EXERCISE AIM ▸ Copy each line below as written, but skip the pictures.

<<<<

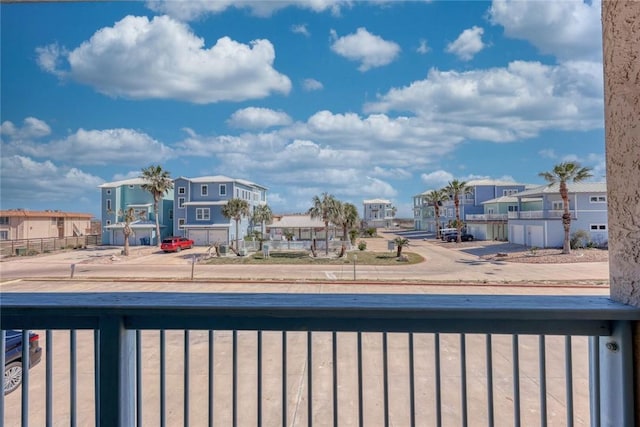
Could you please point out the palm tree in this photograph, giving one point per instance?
(347, 216)
(562, 173)
(236, 209)
(435, 198)
(324, 207)
(262, 214)
(456, 189)
(128, 216)
(158, 183)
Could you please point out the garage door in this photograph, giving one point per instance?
(535, 234)
(516, 234)
(208, 237)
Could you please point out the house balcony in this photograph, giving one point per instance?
(486, 217)
(545, 214)
(140, 359)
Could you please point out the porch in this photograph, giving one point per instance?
(324, 359)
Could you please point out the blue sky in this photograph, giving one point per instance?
(359, 99)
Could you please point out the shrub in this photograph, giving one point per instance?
(580, 239)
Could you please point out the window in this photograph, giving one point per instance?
(202, 214)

>>>>

TASK ANSWER ▸
Could you please point out the palm tree in this photograph, giving one point per instance?
(347, 216)
(562, 173)
(236, 209)
(435, 198)
(324, 207)
(262, 214)
(456, 189)
(128, 216)
(158, 183)
Could you please point out the garage door in this photograph, giving one point per instance?
(535, 234)
(516, 234)
(208, 237)
Could you please point out the house balcony in this photograph, giving one point per instance?
(486, 217)
(545, 214)
(140, 359)
Could you please point out the porch in this photograph, giving one point per instance?
(324, 359)
Could you please point out the blue sky in this photograph, giving one point per instance?
(359, 99)
Could you please point out the shrub in this photograph, giving one point per instance?
(580, 239)
Could you please point out the window in this photograph, giving one point per instance?
(202, 214)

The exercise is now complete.